● PROBLEM DETAILS
"Place a point on every instance of the tall" appears in one line; retype that line and all lines following it through the end of the records, with nothing left out or added.

● Natural-language object grounding data
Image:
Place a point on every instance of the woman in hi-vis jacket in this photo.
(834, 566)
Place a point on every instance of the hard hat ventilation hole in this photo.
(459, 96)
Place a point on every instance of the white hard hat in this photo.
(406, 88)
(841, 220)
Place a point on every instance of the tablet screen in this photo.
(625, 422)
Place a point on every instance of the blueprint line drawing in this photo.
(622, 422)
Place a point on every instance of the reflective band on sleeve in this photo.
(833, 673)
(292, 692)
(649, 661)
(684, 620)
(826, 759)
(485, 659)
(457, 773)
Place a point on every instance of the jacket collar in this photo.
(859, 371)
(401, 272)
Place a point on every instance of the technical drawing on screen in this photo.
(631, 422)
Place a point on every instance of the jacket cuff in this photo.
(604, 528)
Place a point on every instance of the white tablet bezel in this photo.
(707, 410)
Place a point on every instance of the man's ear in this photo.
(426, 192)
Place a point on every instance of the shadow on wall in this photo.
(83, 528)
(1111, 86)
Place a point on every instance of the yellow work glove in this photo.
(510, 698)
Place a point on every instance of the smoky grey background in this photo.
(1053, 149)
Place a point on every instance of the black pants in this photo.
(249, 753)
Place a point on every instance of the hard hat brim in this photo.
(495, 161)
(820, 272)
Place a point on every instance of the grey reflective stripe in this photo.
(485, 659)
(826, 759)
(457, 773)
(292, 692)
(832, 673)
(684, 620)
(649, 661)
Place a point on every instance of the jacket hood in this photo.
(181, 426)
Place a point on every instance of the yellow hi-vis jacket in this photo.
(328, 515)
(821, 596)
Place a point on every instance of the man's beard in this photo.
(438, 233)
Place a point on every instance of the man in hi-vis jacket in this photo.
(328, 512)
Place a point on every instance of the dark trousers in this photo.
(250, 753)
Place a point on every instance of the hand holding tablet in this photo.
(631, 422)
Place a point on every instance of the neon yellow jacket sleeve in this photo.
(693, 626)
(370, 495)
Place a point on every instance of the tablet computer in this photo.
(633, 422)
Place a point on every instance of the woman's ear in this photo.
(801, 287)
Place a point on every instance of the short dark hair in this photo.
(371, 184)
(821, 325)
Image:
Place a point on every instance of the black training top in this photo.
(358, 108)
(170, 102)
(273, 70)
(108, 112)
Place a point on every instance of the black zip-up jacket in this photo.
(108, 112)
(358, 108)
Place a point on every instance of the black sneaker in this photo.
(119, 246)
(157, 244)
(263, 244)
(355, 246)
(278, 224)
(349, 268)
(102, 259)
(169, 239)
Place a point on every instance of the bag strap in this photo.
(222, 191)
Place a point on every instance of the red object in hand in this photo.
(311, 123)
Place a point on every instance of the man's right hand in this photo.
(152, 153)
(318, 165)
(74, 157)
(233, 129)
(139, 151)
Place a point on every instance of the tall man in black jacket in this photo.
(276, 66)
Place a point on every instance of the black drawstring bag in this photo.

● EXERCISE RESULT
Place a point on every instance of the tall man in black jacket in this photo.
(276, 66)
Place a point on every instance of the black drawstring bag in this photo.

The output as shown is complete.